**Text to read**

Docker services are automatically restarted in random periodic intervals - memory maxed out

Question

Closed this issue 3 years ago · 3 comments

Docker services are automatically restarted in random periodic intervals

The issue was observed by us and vialog during the testing process.
Both of us were using basic droplets from digital ocean 2 VM's, each with 1gb ram and 25gb of SSD
We had already fixed the issue of "when services gets restarted it will work as expected" which existed in our 1.4.3's release.
So even when the services gets restarted, they should still be working as expected (satisfying the features of 'high availability, ability to auto recover during failures' of time critical DApps).

Possible Reason :

As suggested in the forum , https://forums.docker.com/t/docker-swarm-periodically-restarts-all-services/69790/5
docker randomly restarts services when memory of CPU is maxed out

Answer 1 · 2020-10-30T14:08:01.000Z

Test Environment

To verify this, we have created 2 machines with 4GB RAM and 80GB SSD in digital ocean to check if the issue persists.

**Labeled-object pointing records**

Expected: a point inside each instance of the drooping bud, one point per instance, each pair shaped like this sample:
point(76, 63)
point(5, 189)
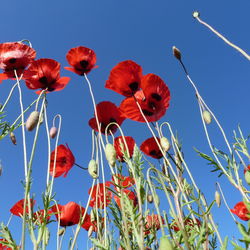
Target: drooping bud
point(165, 243)
point(217, 198)
point(32, 120)
point(90, 231)
point(247, 177)
point(92, 169)
point(53, 132)
point(196, 14)
point(61, 231)
point(165, 144)
point(110, 154)
point(176, 53)
point(13, 138)
point(207, 117)
point(150, 198)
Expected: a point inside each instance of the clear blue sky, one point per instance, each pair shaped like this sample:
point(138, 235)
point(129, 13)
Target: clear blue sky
point(143, 31)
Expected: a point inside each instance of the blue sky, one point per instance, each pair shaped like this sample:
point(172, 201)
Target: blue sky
point(143, 31)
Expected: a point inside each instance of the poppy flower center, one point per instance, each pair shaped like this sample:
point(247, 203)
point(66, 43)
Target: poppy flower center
point(12, 60)
point(156, 96)
point(84, 64)
point(134, 86)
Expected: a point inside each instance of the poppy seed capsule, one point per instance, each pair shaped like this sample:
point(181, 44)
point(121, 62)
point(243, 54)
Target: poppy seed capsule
point(207, 117)
point(176, 53)
point(247, 177)
point(165, 243)
point(217, 198)
point(53, 132)
point(92, 169)
point(32, 120)
point(110, 154)
point(13, 138)
point(165, 144)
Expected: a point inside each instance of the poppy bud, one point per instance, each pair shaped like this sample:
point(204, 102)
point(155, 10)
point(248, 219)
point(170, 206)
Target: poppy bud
point(207, 117)
point(90, 231)
point(53, 132)
point(217, 198)
point(61, 231)
point(150, 198)
point(92, 169)
point(176, 53)
point(247, 177)
point(13, 138)
point(32, 120)
point(165, 144)
point(110, 154)
point(196, 14)
point(165, 243)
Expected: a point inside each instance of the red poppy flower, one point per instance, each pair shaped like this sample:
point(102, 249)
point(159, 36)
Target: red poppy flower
point(152, 223)
point(17, 209)
point(241, 211)
point(125, 78)
point(64, 161)
point(82, 60)
point(3, 246)
point(15, 56)
point(188, 222)
point(150, 148)
point(130, 195)
point(123, 181)
point(45, 74)
point(107, 112)
point(97, 196)
point(68, 214)
point(153, 99)
point(38, 216)
point(120, 146)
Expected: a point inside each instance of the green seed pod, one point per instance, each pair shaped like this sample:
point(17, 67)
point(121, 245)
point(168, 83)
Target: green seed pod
point(165, 243)
point(217, 198)
point(150, 198)
point(176, 53)
point(247, 177)
point(32, 120)
point(92, 169)
point(53, 132)
point(110, 154)
point(165, 144)
point(13, 138)
point(207, 117)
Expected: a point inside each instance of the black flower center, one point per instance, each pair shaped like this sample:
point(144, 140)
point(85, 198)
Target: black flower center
point(84, 64)
point(134, 86)
point(156, 96)
point(12, 60)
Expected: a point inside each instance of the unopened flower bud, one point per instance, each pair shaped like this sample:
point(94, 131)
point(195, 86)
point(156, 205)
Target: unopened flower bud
point(207, 117)
point(53, 132)
point(196, 14)
point(176, 53)
point(61, 231)
point(90, 231)
point(247, 177)
point(32, 120)
point(150, 198)
point(110, 154)
point(165, 144)
point(13, 138)
point(165, 243)
point(92, 169)
point(217, 198)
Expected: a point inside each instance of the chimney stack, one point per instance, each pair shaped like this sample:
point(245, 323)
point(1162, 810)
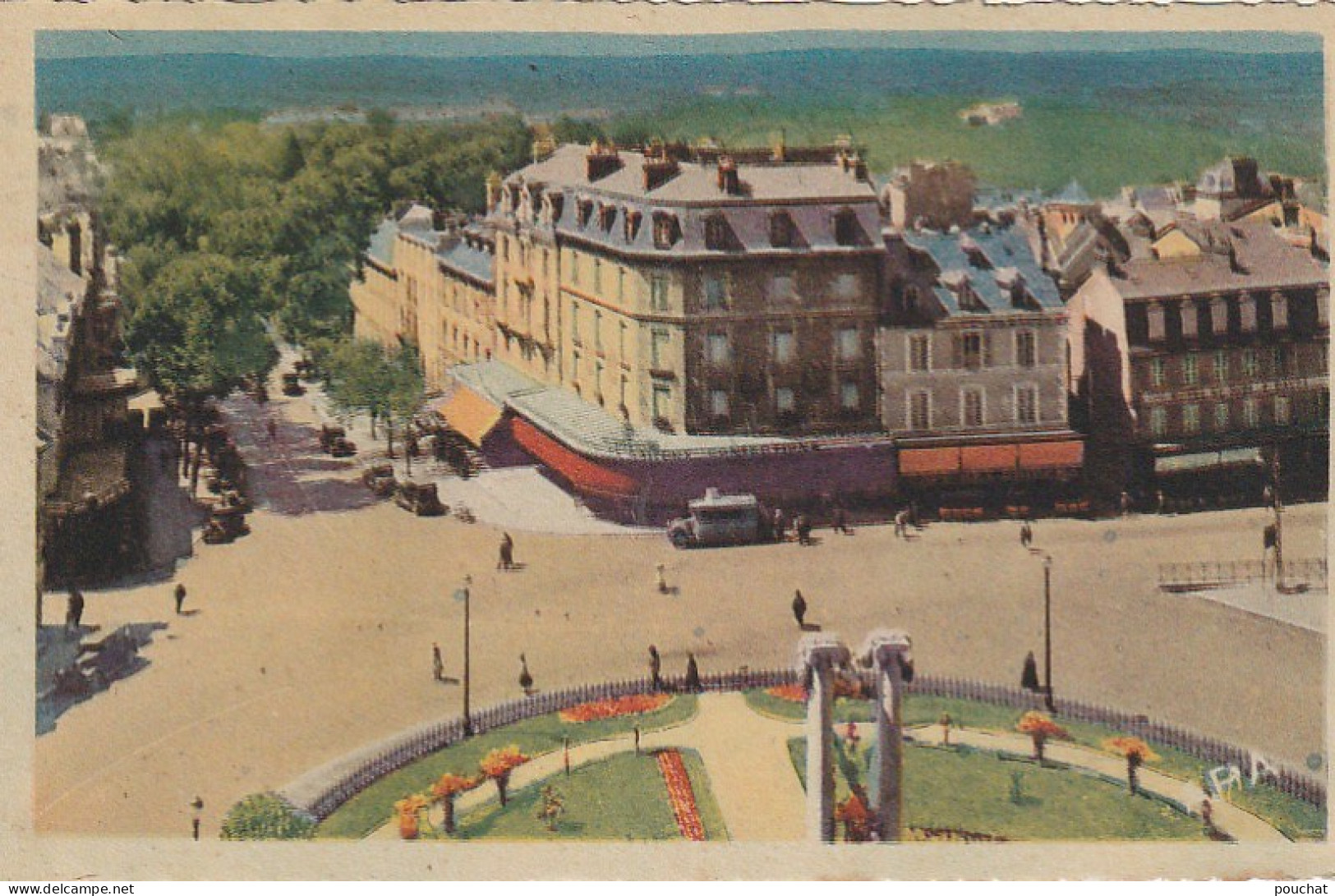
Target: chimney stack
point(730, 181)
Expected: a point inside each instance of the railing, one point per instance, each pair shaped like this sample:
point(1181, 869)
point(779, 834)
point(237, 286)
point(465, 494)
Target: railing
point(320, 791)
point(1183, 577)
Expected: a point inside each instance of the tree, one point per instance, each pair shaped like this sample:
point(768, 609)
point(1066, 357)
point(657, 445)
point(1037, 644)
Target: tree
point(1136, 752)
point(1040, 728)
point(498, 764)
point(444, 792)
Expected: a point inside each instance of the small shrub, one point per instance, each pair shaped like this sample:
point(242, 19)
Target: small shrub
point(266, 816)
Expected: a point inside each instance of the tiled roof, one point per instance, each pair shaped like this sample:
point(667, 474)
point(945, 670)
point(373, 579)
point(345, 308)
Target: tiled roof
point(984, 256)
point(1264, 260)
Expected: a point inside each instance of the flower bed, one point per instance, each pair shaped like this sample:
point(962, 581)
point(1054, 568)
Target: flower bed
point(681, 795)
point(612, 708)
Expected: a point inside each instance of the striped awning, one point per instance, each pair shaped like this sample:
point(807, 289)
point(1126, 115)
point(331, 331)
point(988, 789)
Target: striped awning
point(469, 414)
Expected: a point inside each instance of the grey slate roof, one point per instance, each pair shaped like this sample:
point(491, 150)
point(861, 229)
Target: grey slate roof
point(1264, 260)
point(1006, 249)
point(809, 194)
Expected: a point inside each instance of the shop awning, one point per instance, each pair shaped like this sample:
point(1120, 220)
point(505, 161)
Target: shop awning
point(469, 414)
point(1207, 461)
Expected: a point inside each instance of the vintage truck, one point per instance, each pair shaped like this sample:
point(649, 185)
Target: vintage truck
point(719, 520)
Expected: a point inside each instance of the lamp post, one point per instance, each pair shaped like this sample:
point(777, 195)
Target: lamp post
point(1047, 631)
point(463, 595)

**Exercise tasks**
[1] Answer these questions about the Docker restart issue:
(a) How much RAM did each VM in the original testing have?
(b) Which provider supplied the basic droplets used in that testing?
(c) How much RAM and SSD did the two machines created for verification have?
[2] Duplicate the Docker restart issue from "So even when" up to and including "the issue persists.".
The records stand apart from the Docker restart issue and have no connection to it.

**Results for the exercise**
[1]
(a) 1gb
(b) digital ocean
(c) 4GB RAM and 80GB SSD

[2]
So even when the services gets restarted, they should still be working as expected (satisfying the features of 'high availability, ability to auto recover during failures' of time critical DApps).

Possible Reason :

As suggested in the forum , https://forums.docker.com/t/docker-swarm-periodically-restarts-all-services/69790/5
docker randomly restarts services when memory of CPU is maxed out

Answer 1 · 2020-10-30T14:08:01.000Z

Test Environment

To verify this, we have created 2 machines with 4GB RAM and 80GB SSD in digital ocean to check if the issue persists.